* _Request_
Copy every one of the following items word for word, line by line, with nothing changed.

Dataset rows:
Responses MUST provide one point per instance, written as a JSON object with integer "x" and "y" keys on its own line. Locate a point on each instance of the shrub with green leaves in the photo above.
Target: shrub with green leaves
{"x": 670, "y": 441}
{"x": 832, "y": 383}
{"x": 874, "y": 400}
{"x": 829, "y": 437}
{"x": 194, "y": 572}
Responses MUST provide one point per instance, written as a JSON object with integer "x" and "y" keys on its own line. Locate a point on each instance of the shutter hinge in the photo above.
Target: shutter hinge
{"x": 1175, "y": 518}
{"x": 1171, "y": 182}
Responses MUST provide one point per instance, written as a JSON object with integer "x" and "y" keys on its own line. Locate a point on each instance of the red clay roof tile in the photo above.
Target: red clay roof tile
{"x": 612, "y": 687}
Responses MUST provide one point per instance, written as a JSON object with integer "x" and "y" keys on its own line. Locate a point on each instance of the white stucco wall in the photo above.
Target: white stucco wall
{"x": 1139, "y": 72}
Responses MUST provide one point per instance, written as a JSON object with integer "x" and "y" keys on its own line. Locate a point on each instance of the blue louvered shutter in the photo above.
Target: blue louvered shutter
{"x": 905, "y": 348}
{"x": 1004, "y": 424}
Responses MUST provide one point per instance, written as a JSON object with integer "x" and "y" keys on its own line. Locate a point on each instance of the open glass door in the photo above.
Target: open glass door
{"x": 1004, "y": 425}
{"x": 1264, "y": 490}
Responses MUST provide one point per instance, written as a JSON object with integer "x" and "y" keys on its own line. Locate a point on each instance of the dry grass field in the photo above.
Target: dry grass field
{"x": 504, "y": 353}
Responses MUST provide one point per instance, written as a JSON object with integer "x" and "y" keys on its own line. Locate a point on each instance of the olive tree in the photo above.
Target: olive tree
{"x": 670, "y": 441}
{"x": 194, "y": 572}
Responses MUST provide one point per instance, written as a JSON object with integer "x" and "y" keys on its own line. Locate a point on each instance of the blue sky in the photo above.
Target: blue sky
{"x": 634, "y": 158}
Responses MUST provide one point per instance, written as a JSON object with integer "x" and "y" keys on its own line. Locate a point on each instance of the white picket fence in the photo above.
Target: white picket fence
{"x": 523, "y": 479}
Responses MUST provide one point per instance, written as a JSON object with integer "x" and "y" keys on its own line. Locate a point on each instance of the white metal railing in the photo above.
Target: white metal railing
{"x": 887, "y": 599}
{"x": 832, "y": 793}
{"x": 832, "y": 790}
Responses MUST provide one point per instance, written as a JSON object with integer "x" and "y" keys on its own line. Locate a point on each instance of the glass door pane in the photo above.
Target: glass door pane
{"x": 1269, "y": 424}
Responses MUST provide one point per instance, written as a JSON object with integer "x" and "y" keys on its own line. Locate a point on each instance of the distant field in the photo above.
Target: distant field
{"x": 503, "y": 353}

* _Exercise output_
Responses MUST provide one point per instance, written as a JSON object with integer "x" and "y" keys on its own line. Locate a point on each instance of the shrub with green leaves in the photo above.
Target: shrub with green leaves
{"x": 670, "y": 441}
{"x": 832, "y": 383}
{"x": 874, "y": 400}
{"x": 829, "y": 437}
{"x": 194, "y": 572}
Responses MUST provide one point per instance, written as a JSON object with integer "x" and "y" keys on its own line. Locate a point on each instance of the shutter hinge in the photo above.
Target: shutter hinge
{"x": 1175, "y": 518}
{"x": 1171, "y": 182}
Responses MUST provide one point per instance, written as a JSON object with integer "x" and "y" keys on its own line. Locate a point on each instance of the red clay roof tile in the photo above.
Target: red clay roof tile
{"x": 612, "y": 687}
Responses MUST provide one point per instance, written as a JSON object with integer "x" and "y" keys on its own line. Locate a point on each instance of the white stucco wall in the photo above.
Target: white stucco wall
{"x": 1139, "y": 72}
Responses MUST provide one point per instance, written as a JSON object with integer "x" and "y" keys on its own line. Locate a point on each instance of the blue louvered shutter in the photo above.
Target: blue louvered shutter
{"x": 905, "y": 348}
{"x": 1004, "y": 424}
Responses MUST provide one point per instance, written as a JSON object with integer "x" and "y" keys on its own line. Locate a point on each instance of the open glass door in the photo above.
Target: open glass door
{"x": 1004, "y": 425}
{"x": 1264, "y": 490}
Responses MUST provide one point per instance, written as a JSON object with integer "x" and "y" keys on its own line. Locate a point on each instance of the dry grass field in the photo above.
Target: dry grass field
{"x": 504, "y": 353}
Responses MUST provide one point per instance, written as a JSON object with integer "x" and "y" keys on its own line. Locate a point on each instance of the olive tree in the photo above.
Target: olive tree
{"x": 670, "y": 441}
{"x": 194, "y": 572}
Responses MUST provide one point per instance, written as a JSON object with integer "x" and "y" keys on its own line. Locate a point on each instance of the blue sky in the photo above.
Target: blue sky
{"x": 634, "y": 158}
Responses MUST provide one point per instance, written as a JSON object with integer "x" and "y" keys on its own line. Locate a point on each instance of the white picket fence in the photo above.
Target: white picket fence
{"x": 523, "y": 479}
Responses MUST provide one point per instance, written as a JSON object with integer "x" and "y" keys on its own line. Locate a point on each instance of the white metal railing in the photo above.
Target: white metal railing
{"x": 887, "y": 599}
{"x": 832, "y": 793}
{"x": 832, "y": 790}
Responses MUST provide one point per instance, written as a JSON object with integer "x" and "y" keys on its own line. Locate a point on each instance of the glass door pane in the photo above.
Target: glass door pane
{"x": 1269, "y": 424}
Responses MUST provide one point per instance, written as a JSON object with integer "x" and "y" keys on its own line. Locate a point on each instance of the distant field in the photo above.
Target: distant field
{"x": 503, "y": 353}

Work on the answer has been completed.